:: Rows ::

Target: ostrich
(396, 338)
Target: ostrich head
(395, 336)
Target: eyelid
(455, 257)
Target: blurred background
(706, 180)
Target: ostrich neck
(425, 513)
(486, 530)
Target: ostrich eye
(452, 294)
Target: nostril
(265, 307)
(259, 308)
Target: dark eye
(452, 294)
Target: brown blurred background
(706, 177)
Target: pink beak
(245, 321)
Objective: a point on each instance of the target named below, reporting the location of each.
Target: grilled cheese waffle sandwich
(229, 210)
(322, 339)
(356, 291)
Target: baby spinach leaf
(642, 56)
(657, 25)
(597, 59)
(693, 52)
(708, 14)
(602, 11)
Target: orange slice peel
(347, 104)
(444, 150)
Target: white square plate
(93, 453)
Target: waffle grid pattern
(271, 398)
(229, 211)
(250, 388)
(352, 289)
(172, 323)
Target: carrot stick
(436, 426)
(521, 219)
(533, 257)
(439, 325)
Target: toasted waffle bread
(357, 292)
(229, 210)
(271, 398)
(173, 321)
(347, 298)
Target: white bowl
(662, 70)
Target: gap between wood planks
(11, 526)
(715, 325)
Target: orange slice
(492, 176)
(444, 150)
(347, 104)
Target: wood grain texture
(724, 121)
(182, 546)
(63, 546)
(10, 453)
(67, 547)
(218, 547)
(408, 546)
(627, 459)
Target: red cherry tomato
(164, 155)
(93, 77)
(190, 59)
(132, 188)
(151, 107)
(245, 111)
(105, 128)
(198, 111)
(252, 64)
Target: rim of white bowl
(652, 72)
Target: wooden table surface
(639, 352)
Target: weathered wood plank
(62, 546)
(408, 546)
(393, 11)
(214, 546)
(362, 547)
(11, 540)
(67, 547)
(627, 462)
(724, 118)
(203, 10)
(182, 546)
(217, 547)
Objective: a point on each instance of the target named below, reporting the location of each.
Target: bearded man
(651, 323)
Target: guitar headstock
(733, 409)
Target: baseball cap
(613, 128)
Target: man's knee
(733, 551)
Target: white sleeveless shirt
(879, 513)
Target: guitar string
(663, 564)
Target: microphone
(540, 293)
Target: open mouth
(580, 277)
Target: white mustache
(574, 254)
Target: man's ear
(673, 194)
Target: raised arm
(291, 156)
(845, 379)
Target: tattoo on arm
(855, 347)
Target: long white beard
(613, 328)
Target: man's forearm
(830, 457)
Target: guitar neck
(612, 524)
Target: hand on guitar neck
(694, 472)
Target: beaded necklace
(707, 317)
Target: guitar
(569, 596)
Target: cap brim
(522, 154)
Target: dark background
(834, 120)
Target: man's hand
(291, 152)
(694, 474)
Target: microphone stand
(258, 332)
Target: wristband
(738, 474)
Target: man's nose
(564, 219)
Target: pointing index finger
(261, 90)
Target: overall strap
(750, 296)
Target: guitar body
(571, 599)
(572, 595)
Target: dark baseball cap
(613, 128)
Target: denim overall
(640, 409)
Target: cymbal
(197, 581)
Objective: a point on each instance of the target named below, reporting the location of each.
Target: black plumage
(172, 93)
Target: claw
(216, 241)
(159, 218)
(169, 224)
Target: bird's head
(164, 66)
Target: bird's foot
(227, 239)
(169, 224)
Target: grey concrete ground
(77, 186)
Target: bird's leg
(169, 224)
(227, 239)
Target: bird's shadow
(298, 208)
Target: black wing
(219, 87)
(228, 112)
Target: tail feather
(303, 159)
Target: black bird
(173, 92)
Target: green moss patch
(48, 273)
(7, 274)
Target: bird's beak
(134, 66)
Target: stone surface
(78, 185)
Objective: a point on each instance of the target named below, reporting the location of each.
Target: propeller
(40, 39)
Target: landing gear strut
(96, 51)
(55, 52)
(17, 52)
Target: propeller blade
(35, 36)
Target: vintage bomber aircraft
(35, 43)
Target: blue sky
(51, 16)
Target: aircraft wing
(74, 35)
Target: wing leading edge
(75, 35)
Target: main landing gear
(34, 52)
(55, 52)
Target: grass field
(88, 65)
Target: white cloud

:::

▶ **Task statement**: Reproduce exactly the lines from the one containing "Target: claw" through the last line of the records above, including both, and nothing else.

▶ **Exercise result**:
Target: claw
(216, 241)
(159, 218)
(169, 224)
Target: bird's head
(164, 66)
Target: bird's foot
(227, 239)
(169, 224)
Target: grey concrete ground
(77, 186)
Target: bird's leg
(169, 224)
(227, 239)
Target: bird's shadow
(298, 208)
Target: black wing
(219, 87)
(228, 112)
Target: tail feather
(303, 159)
Target: black bird
(173, 92)
Target: green moss patch
(48, 273)
(7, 274)
Target: bird's beak
(134, 66)
Target: stone surface
(78, 185)
Objective: a point on each instance of the target named below, reporting the location of each.
Target: propeller
(40, 39)
Target: landing gear strut
(96, 51)
(55, 52)
(17, 52)
Target: propeller blade
(35, 36)
Target: vintage bomber aircraft
(35, 43)
Target: blue sky
(51, 16)
Target: aircraft wing
(74, 35)
Target: wing leading edge
(75, 35)
Target: main landing gear
(34, 52)
(55, 52)
Target: grass field
(88, 65)
Target: white cloud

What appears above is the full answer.